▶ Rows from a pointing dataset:
---

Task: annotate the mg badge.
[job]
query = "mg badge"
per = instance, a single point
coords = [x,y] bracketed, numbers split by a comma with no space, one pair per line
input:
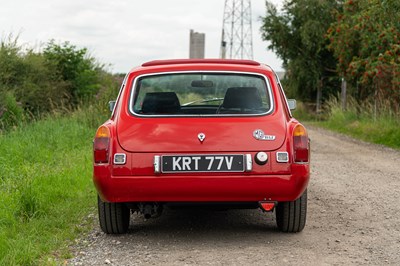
[259,135]
[201,137]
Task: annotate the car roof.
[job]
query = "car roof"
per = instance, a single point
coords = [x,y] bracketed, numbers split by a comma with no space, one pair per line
[201,61]
[203,64]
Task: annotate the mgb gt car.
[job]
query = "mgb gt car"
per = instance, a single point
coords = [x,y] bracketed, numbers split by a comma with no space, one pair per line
[207,132]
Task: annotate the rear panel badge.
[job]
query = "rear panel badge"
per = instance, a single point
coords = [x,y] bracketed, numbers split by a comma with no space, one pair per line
[201,137]
[259,135]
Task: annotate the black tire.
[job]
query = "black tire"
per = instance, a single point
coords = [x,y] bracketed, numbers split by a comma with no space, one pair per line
[113,217]
[291,215]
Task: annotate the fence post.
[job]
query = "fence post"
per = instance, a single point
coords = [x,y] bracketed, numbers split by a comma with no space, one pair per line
[343,94]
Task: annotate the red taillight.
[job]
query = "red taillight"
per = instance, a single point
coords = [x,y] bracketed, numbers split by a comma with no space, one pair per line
[301,146]
[101,145]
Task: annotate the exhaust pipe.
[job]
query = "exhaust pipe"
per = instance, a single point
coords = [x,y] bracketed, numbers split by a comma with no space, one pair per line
[150,210]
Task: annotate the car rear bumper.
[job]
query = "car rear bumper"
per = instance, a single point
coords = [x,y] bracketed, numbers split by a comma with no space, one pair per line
[189,188]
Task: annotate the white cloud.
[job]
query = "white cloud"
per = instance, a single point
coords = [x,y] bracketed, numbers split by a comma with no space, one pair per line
[126,33]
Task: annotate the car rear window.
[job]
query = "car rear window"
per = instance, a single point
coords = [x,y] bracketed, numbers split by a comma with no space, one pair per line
[211,94]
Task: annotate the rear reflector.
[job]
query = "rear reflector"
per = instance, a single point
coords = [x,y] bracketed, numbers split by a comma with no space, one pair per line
[301,146]
[101,145]
[267,206]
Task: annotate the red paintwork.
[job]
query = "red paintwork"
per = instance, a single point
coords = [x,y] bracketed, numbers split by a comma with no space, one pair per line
[143,138]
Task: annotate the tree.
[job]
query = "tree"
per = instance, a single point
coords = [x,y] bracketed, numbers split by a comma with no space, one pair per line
[366,40]
[298,36]
[76,67]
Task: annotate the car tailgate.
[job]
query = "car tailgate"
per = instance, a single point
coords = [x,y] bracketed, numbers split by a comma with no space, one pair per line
[181,134]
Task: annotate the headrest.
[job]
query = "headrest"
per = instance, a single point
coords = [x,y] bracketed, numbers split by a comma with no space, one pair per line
[242,97]
[161,103]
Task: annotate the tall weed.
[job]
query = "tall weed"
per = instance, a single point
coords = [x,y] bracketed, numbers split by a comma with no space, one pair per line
[46,188]
[365,121]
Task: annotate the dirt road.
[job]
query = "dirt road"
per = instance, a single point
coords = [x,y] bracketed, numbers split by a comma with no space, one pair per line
[353,219]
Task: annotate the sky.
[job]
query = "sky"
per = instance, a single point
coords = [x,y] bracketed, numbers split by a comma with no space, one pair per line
[126,33]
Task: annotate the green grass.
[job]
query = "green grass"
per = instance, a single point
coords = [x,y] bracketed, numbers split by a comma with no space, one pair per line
[46,189]
[359,121]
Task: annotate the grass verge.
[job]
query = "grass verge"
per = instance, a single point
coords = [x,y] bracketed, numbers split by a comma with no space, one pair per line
[46,188]
[359,121]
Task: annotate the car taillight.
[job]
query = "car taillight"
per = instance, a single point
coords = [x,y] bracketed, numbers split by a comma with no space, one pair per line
[101,145]
[301,146]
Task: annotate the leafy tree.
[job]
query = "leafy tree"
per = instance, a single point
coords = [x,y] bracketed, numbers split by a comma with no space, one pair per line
[297,35]
[76,67]
[366,40]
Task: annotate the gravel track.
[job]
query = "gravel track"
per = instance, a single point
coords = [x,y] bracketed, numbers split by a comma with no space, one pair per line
[353,219]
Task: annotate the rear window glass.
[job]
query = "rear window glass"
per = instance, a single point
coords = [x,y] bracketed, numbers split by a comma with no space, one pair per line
[201,94]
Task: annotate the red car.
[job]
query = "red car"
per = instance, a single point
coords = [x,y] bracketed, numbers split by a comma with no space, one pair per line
[207,132]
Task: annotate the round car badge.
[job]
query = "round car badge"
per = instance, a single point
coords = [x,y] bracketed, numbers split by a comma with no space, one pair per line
[201,137]
[259,135]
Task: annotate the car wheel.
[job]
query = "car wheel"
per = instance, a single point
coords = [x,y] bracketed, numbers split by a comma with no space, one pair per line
[291,215]
[113,217]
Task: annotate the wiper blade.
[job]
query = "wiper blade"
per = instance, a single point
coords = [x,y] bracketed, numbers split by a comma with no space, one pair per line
[203,101]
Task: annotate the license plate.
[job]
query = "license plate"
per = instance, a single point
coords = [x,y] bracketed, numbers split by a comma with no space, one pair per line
[202,163]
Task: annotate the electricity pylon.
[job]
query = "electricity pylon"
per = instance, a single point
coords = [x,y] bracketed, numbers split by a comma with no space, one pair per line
[237,39]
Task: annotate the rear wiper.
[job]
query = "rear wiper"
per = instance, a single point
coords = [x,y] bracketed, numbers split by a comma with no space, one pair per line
[203,101]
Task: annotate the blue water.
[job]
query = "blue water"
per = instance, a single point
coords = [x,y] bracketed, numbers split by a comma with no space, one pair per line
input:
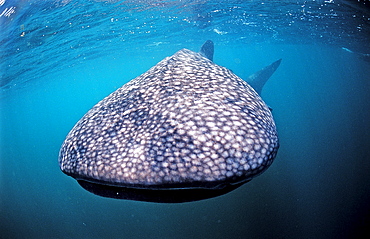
[59,58]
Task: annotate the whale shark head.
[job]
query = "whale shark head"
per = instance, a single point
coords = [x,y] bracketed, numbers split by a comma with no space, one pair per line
[185,130]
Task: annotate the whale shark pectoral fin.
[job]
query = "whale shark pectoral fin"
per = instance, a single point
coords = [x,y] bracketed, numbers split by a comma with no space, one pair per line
[258,79]
[207,49]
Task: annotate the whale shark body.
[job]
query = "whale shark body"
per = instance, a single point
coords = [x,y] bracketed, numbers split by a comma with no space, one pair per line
[185,130]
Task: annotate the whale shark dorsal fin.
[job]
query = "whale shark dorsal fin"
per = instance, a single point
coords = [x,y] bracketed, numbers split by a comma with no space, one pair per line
[258,79]
[207,50]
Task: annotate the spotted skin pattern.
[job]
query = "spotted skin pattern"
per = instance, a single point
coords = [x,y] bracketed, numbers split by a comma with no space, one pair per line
[185,123]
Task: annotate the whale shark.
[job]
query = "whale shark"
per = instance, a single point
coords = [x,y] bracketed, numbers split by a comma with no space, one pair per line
[185,130]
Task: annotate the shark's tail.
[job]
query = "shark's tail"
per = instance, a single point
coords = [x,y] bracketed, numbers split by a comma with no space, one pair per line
[258,79]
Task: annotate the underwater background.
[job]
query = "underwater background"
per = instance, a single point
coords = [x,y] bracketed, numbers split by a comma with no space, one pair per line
[59,58]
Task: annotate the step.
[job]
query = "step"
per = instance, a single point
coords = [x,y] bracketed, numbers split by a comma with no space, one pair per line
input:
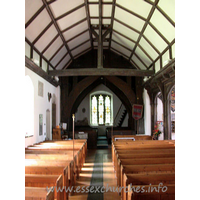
[102,143]
[102,138]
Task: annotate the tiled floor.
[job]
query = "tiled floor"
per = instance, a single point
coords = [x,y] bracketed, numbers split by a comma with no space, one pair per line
[97,170]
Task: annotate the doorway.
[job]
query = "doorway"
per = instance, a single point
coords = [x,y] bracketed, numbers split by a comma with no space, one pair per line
[48,126]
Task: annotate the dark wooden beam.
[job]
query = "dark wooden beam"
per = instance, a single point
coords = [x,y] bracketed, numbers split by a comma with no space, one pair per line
[80,44]
[94,33]
[37,51]
[73,25]
[57,27]
[162,12]
[106,33]
[88,21]
[140,60]
[61,60]
[112,20]
[124,36]
[34,16]
[77,35]
[50,43]
[125,47]
[151,44]
[144,27]
[42,33]
[131,12]
[56,52]
[167,48]
[100,42]
[33,67]
[101,72]
[159,33]
[69,12]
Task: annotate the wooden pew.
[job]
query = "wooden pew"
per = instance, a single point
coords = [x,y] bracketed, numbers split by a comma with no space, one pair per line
[53,163]
[141,161]
[146,179]
[56,157]
[38,193]
[145,169]
[79,159]
[51,171]
[137,137]
[41,180]
[155,192]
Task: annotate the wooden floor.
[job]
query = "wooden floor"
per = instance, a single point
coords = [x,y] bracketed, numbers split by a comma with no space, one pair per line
[97,170]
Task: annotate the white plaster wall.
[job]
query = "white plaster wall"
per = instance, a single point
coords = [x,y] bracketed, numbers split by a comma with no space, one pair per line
[147,113]
[41,104]
[160,117]
[79,115]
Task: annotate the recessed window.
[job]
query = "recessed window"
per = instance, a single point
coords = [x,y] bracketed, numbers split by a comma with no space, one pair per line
[101,109]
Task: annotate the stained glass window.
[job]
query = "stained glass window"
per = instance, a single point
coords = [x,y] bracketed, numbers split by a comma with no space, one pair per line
[94,110]
[101,109]
[107,108]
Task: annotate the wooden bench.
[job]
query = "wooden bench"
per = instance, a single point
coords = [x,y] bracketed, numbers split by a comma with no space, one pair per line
[53,163]
[41,180]
[51,171]
[144,162]
[146,179]
[144,169]
[57,157]
[79,160]
[137,137]
[38,193]
[141,161]
[155,192]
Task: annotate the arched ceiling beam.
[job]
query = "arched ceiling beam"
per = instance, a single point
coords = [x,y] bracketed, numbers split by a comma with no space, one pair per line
[57,27]
[101,72]
[144,27]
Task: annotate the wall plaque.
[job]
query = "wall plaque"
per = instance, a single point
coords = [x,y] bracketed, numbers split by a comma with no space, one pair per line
[40,89]
[40,124]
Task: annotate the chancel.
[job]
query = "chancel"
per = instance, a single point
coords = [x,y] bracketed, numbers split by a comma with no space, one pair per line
[111,65]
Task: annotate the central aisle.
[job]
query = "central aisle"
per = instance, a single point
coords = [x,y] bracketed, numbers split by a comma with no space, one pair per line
[96,172]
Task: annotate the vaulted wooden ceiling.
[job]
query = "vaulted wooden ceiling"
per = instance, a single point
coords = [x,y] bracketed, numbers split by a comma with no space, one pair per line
[57,32]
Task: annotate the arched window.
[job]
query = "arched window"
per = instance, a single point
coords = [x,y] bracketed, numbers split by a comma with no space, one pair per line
[29,107]
[101,109]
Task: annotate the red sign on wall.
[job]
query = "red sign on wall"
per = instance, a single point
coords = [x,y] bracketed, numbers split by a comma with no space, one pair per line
[137,111]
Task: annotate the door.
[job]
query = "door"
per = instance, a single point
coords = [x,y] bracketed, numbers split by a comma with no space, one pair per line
[48,127]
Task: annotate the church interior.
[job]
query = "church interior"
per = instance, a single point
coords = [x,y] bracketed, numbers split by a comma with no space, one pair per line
[92,113]
[100,99]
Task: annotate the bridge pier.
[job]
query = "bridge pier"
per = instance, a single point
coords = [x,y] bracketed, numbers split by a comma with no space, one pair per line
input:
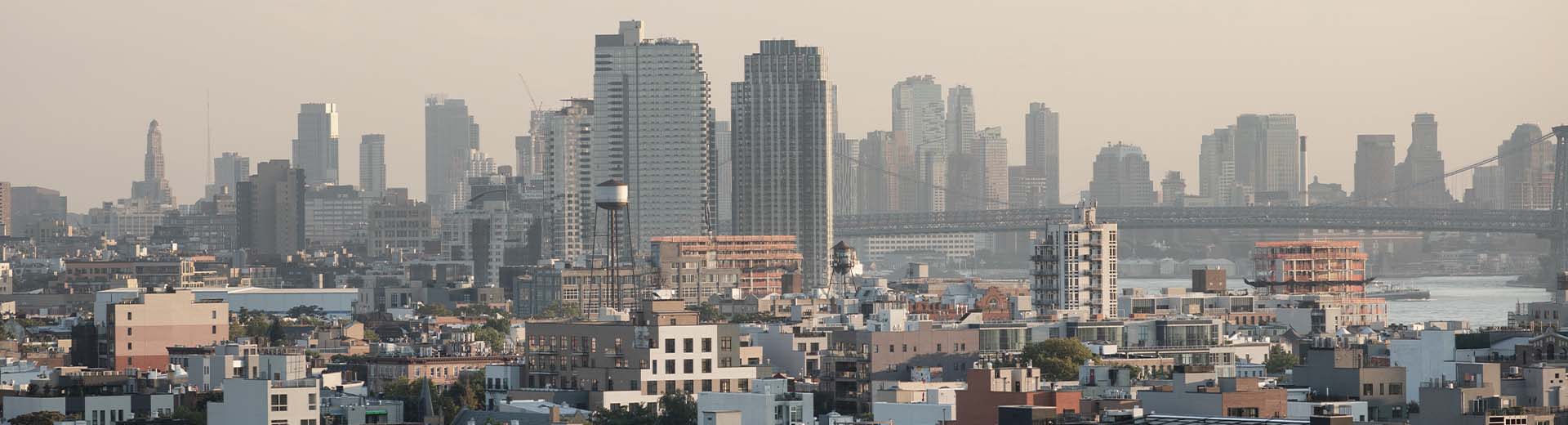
[1559,253]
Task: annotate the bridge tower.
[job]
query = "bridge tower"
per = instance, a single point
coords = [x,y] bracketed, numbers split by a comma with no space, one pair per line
[1559,237]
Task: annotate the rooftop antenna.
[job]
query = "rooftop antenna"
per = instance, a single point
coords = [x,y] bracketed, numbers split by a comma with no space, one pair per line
[207,101]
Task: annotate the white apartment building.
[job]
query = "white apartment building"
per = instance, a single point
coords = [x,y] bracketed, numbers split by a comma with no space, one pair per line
[99,409]
[334,217]
[262,402]
[1075,269]
[770,402]
[951,245]
[653,129]
[315,146]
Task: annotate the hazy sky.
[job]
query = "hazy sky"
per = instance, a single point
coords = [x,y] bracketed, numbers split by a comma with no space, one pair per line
[82,80]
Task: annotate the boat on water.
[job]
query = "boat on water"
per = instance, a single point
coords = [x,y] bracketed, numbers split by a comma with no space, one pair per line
[1392,292]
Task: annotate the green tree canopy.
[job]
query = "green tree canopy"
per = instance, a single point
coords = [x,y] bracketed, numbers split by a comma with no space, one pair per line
[1058,358]
[39,418]
[1278,360]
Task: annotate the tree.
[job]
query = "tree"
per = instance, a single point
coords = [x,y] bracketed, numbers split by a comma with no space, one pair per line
[678,409]
[1058,358]
[625,416]
[490,336]
[274,333]
[431,309]
[560,311]
[39,418]
[706,312]
[306,311]
[1278,360]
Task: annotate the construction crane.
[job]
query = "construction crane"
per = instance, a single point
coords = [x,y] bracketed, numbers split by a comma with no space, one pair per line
[537,105]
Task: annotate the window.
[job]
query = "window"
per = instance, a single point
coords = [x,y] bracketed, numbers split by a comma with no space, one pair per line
[279,402]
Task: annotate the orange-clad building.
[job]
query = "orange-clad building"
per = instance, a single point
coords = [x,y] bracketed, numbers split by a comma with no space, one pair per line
[993,386]
[761,261]
[1310,267]
[138,331]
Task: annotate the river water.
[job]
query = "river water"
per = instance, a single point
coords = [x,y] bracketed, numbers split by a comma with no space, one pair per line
[1479,300]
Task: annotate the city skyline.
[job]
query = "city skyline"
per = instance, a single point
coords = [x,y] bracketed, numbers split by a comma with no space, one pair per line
[1175,107]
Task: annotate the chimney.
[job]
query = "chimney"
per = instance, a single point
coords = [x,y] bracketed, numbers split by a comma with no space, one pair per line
[1302,179]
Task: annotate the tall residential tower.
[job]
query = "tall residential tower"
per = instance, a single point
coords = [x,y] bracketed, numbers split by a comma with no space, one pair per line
[315,146]
[653,129]
[783,151]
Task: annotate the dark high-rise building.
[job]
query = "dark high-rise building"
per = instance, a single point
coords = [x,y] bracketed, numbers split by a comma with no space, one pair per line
[270,211]
[1043,151]
[877,173]
[1121,177]
[783,151]
[1419,177]
[154,187]
[1374,168]
[451,134]
[30,209]
[1526,168]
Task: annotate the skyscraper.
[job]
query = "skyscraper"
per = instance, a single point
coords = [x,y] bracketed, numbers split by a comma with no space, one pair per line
[961,118]
[372,165]
[5,211]
[1174,190]
[725,192]
[1281,155]
[524,146]
[1121,177]
[1374,168]
[990,148]
[567,135]
[1043,150]
[1526,168]
[1269,155]
[153,187]
[783,141]
[845,174]
[879,165]
[1421,174]
[1217,170]
[229,170]
[653,129]
[451,134]
[270,209]
[918,115]
[315,146]
[1075,269]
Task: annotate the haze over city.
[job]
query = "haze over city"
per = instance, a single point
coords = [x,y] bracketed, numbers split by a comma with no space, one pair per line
[83,80]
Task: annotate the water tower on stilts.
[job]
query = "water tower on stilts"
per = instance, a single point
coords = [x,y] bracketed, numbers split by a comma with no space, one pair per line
[612,196]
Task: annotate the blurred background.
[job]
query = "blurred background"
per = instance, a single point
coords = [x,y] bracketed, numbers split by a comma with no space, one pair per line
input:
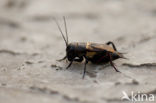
[30,44]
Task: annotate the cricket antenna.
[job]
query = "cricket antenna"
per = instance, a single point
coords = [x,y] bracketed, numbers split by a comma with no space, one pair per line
[66,41]
[65,25]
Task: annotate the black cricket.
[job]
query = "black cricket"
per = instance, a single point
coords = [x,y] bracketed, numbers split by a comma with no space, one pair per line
[93,52]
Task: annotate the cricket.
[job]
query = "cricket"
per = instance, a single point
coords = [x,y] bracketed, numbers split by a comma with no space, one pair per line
[90,52]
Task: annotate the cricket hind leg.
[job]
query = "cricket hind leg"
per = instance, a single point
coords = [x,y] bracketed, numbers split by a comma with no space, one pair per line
[114,47]
[80,59]
[84,70]
[112,64]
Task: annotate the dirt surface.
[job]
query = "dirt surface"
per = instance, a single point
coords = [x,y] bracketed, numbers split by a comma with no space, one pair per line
[30,44]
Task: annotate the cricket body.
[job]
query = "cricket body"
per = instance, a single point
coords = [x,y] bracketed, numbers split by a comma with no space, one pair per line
[90,52]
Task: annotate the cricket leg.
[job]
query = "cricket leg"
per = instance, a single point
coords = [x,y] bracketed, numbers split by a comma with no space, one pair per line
[62,58]
[84,71]
[112,64]
[114,47]
[69,64]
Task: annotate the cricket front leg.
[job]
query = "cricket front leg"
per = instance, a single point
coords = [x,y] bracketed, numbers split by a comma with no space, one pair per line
[114,47]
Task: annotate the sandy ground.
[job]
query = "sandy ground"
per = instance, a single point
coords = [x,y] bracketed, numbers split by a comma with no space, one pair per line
[30,44]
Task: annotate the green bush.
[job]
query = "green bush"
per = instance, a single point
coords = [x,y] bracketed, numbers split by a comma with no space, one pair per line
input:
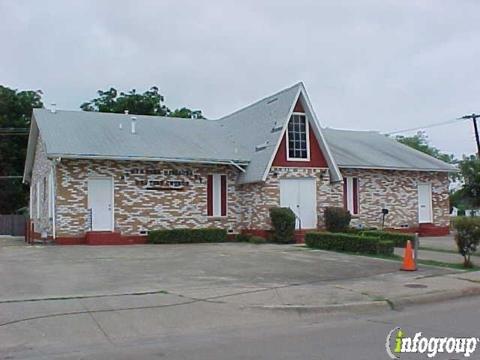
[181,236]
[337,219]
[467,237]
[283,222]
[243,238]
[399,239]
[257,240]
[348,243]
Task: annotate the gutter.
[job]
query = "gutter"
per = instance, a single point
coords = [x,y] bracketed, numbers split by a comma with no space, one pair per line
[396,168]
[142,158]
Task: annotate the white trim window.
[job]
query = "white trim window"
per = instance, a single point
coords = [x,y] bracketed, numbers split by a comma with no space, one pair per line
[298,144]
[350,194]
[217,195]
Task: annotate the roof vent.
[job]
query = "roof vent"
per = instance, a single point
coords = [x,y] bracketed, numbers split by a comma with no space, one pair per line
[262,146]
[272,100]
[134,120]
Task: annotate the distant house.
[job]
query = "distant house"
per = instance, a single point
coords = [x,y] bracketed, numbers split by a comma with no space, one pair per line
[101,177]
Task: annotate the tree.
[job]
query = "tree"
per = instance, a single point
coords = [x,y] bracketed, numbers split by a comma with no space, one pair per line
[469,194]
[467,237]
[420,142]
[151,102]
[15,112]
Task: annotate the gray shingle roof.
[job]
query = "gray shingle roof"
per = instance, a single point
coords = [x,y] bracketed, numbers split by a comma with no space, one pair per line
[232,138]
[370,149]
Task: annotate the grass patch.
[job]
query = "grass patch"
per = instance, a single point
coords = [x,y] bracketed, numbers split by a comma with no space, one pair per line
[455,266]
[443,250]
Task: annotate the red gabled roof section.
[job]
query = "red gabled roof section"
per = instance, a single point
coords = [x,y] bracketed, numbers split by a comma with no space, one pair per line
[316,156]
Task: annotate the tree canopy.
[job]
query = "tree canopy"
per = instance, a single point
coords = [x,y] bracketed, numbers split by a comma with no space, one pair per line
[15,112]
[151,102]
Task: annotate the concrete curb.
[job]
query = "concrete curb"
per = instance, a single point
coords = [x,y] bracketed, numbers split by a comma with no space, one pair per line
[378,305]
[435,297]
[364,306]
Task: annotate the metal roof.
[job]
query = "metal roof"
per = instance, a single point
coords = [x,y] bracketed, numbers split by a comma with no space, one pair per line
[372,150]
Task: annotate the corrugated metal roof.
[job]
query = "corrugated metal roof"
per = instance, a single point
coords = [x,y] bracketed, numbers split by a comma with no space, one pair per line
[370,149]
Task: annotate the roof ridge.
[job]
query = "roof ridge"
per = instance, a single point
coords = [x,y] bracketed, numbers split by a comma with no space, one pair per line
[300,83]
[119,114]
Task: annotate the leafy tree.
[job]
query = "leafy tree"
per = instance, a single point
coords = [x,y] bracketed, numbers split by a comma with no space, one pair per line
[420,142]
[469,194]
[15,112]
[186,113]
[151,102]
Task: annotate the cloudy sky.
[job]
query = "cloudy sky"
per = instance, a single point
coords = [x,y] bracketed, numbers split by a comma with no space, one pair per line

---

▶ Problem requirements:
Could you give again exactly the lines from the line containing "Task: annotate the concrete curb." through the final line of the data above, and no others?

▶ Answer to the task:
Task: annotate the concrete curb.
[job]
query = "concrete curb"
per = instance, a single point
coords = [x,y] bracketed, numbers split by a comma with no space, one pair per line
[378,305]
[435,297]
[364,306]
Task: annotate the metal roof.
[job]
query = "metal roof"
per = instance, a single point
coords = [x,y] bracketed, numbers split by a comma with no space, one pair per line
[372,150]
Task: annotate the corrugated metal roof.
[job]
query = "corrugated metal roof"
per = instance, a single point
coords = [x,y] bracketed, numbers split by a comma with no space, one pair per line
[370,149]
Task: annotate the roof ridge.
[job]
query = "roof ridge"
per = instance, a single point
coords = [x,y] bracketed, numbers split by a comma with no space, one pair per line
[300,83]
[119,114]
Task: annotate the leafy tree.
[job]
query = "leafy tree"
per = instance, a single point
coords = [x,y] bracketed, numbers split by a comma with no space, one pair per line
[420,142]
[469,194]
[15,112]
[186,113]
[151,102]
Task: annotate the cloudy sky.
[job]
query = "cloudy sky"
per = instance, a single point
coords = [x,y] bracketed, numbers split by a comma with no space, one pair per line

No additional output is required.